-- Supplied data follows --

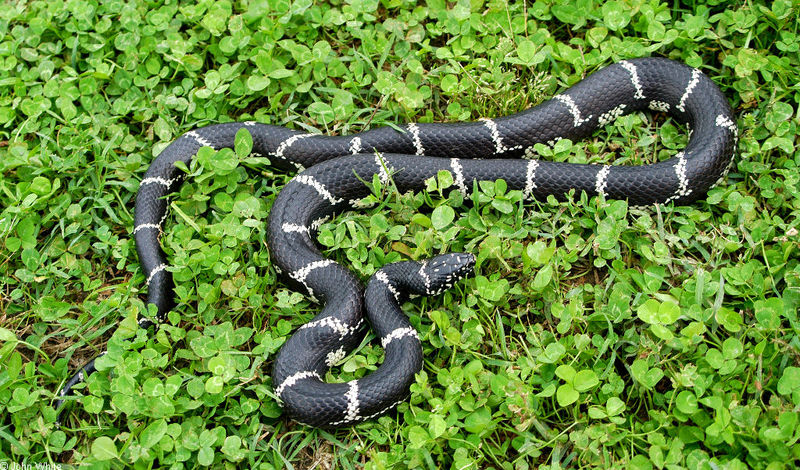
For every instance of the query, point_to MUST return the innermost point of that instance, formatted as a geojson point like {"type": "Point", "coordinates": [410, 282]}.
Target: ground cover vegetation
{"type": "Point", "coordinates": [593, 335]}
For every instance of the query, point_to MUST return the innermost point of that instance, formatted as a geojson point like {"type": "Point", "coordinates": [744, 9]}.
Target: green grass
{"type": "Point", "coordinates": [593, 335]}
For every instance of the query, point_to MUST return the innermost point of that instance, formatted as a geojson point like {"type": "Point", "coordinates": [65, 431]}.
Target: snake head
{"type": "Point", "coordinates": [442, 272]}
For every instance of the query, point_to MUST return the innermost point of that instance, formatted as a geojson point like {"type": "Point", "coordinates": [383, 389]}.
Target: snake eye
{"type": "Point", "coordinates": [443, 271]}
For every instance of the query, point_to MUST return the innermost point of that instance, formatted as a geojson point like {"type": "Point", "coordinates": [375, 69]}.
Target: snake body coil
{"type": "Point", "coordinates": [483, 150]}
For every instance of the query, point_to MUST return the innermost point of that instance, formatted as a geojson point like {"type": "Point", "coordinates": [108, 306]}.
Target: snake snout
{"type": "Point", "coordinates": [444, 271]}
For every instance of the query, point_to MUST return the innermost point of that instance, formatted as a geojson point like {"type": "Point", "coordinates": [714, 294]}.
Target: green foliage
{"type": "Point", "coordinates": [594, 334]}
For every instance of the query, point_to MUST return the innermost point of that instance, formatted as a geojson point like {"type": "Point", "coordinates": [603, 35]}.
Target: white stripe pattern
{"type": "Point", "coordinates": [530, 178]}
{"type": "Point", "coordinates": [288, 143]}
{"type": "Point", "coordinates": [321, 190]}
{"type": "Point", "coordinates": [144, 226]}
{"type": "Point", "coordinates": [157, 180]}
{"type": "Point", "coordinates": [692, 83]}
{"type": "Point", "coordinates": [458, 173]}
{"type": "Point", "coordinates": [352, 402]}
{"type": "Point", "coordinates": [203, 142]}
{"type": "Point", "coordinates": [634, 79]}
{"type": "Point", "coordinates": [602, 180]}
{"type": "Point", "coordinates": [573, 109]}
{"type": "Point", "coordinates": [294, 228]}
{"type": "Point", "coordinates": [333, 323]}
{"type": "Point", "coordinates": [683, 179]}
{"type": "Point", "coordinates": [414, 130]}
{"type": "Point", "coordinates": [381, 276]}
{"type": "Point", "coordinates": [355, 145]}
{"type": "Point", "coordinates": [292, 379]}
{"type": "Point", "coordinates": [155, 271]}
{"type": "Point", "coordinates": [397, 334]}
{"type": "Point", "coordinates": [425, 277]}
{"type": "Point", "coordinates": [611, 115]}
{"type": "Point", "coordinates": [498, 140]}
{"type": "Point", "coordinates": [382, 173]}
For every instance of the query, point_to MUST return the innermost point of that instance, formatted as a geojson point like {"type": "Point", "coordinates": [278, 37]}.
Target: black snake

-- Supplied data concluded --

Problem description: Restate the listing word for word and drop the pictures.

Response below:
For every instance of the query, point_to MUST return the innermost point of that instance, formatted as a geojson point like {"type": "Point", "coordinates": [410, 282]}.
Target: ground cover vegetation
{"type": "Point", "coordinates": [593, 335]}
For every instance of the query, point_to MUST return the innermost point of that instance, formatted as a geojson point like {"type": "Point", "coordinates": [744, 9]}.
Target: green grass
{"type": "Point", "coordinates": [593, 335]}
For every instance of the query, point_to MUST return the innermost point of that instance, formatted as a geojson point like {"type": "Point", "coordinates": [65, 431]}.
Target: snake head
{"type": "Point", "coordinates": [442, 272]}
For every instance of the query, point_to MUST return the innermost point of that instance, formatted as a geojson point like {"type": "Point", "coordinates": [383, 389]}.
Target: snake eye
{"type": "Point", "coordinates": [443, 271]}
For every instance of the query, point_to MUST return the innermost point of that instance, formatted as a geojson point like {"type": "Point", "coordinates": [375, 69]}.
Target: snake body coil
{"type": "Point", "coordinates": [483, 150]}
For every instance of the query, point_to MUST return the innermost point of that instance, formatted as a geojson point like {"type": "Point", "coordinates": [108, 306]}.
Target: snake snout
{"type": "Point", "coordinates": [444, 271]}
For every instance of the query, point_to MUST return the innermost point of that instance, formatted as a geojson point like {"type": "Point", "coordinates": [714, 294]}.
Target: green foliage
{"type": "Point", "coordinates": [594, 334]}
For every instance of the query, point_to MUST return the innermost point of that instance, formatted as a geojson point like {"type": "Point", "coordinates": [603, 35]}.
Target: white stripe pattern
{"type": "Point", "coordinates": [530, 178]}
{"type": "Point", "coordinates": [288, 143]}
{"type": "Point", "coordinates": [321, 190]}
{"type": "Point", "coordinates": [144, 226]}
{"type": "Point", "coordinates": [157, 180]}
{"type": "Point", "coordinates": [692, 83]}
{"type": "Point", "coordinates": [458, 173]}
{"type": "Point", "coordinates": [352, 402]}
{"type": "Point", "coordinates": [203, 142]}
{"type": "Point", "coordinates": [634, 79]}
{"type": "Point", "coordinates": [602, 180]}
{"type": "Point", "coordinates": [573, 109]}
{"type": "Point", "coordinates": [294, 228]}
{"type": "Point", "coordinates": [333, 323]}
{"type": "Point", "coordinates": [683, 179]}
{"type": "Point", "coordinates": [414, 130]}
{"type": "Point", "coordinates": [381, 276]}
{"type": "Point", "coordinates": [355, 145]}
{"type": "Point", "coordinates": [292, 379]}
{"type": "Point", "coordinates": [155, 271]}
{"type": "Point", "coordinates": [397, 334]}
{"type": "Point", "coordinates": [425, 277]}
{"type": "Point", "coordinates": [611, 115]}
{"type": "Point", "coordinates": [498, 140]}
{"type": "Point", "coordinates": [382, 173]}
For every instance of the query, point_to MUST return the innermost point of that instance, formatted as a geojson point like {"type": "Point", "coordinates": [278, 37]}.
Target: black snake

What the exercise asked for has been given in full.